Stated task – Gather every line of the records below that contains the string "outstretched", and match it case-sensitively.

Exercise material –
* begin *

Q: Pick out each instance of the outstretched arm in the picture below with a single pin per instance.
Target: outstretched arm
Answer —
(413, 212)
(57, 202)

* end *

Exercise answer –
Q: Pick out each instance of the outstretched arm in the picture below with a single pin per instance.
Target: outstretched arm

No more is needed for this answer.